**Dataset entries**
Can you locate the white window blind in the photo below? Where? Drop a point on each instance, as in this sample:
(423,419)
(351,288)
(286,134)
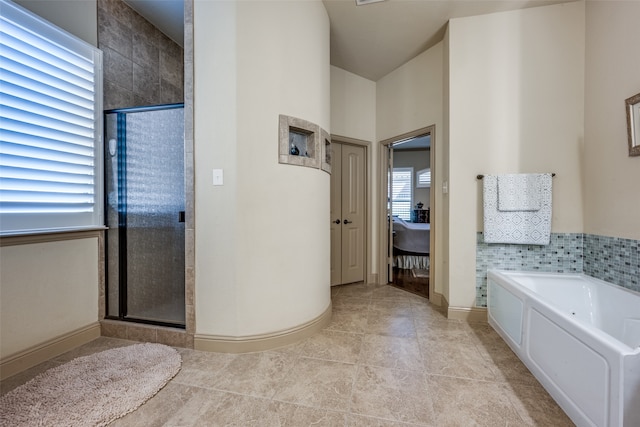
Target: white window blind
(423,178)
(402,193)
(50,126)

**Required action**
Transcribe every line of the data exactly. No pictures go in the copy.

**Result for this task**
Can you locate the white window blind in the photo below? Where? Drop a point on each instance, as in this sample:
(423,419)
(351,288)
(286,134)
Target: white window blind
(423,178)
(402,193)
(50,126)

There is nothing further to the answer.